_Directions for this task:_ Copy out every line of the data that follows, exactly.

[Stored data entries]
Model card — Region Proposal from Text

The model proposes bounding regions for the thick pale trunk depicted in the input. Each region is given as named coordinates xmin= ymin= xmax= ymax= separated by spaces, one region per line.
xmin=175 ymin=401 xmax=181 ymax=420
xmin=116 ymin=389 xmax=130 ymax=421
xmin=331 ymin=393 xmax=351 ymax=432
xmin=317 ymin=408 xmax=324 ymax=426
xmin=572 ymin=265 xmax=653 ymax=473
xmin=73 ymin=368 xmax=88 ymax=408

_Task answer:_
Model card — Region Proposal from Text

The model proposes bounding regions for the thick pale trunk depicted in the input. Each region is given as named coordinates xmin= ymin= xmax= ymax= separated by spaces, one region per line.
xmin=175 ymin=401 xmax=181 ymax=420
xmin=116 ymin=389 xmax=130 ymax=421
xmin=331 ymin=393 xmax=351 ymax=432
xmin=317 ymin=408 xmax=324 ymax=426
xmin=572 ymin=265 xmax=653 ymax=473
xmin=73 ymin=368 xmax=88 ymax=408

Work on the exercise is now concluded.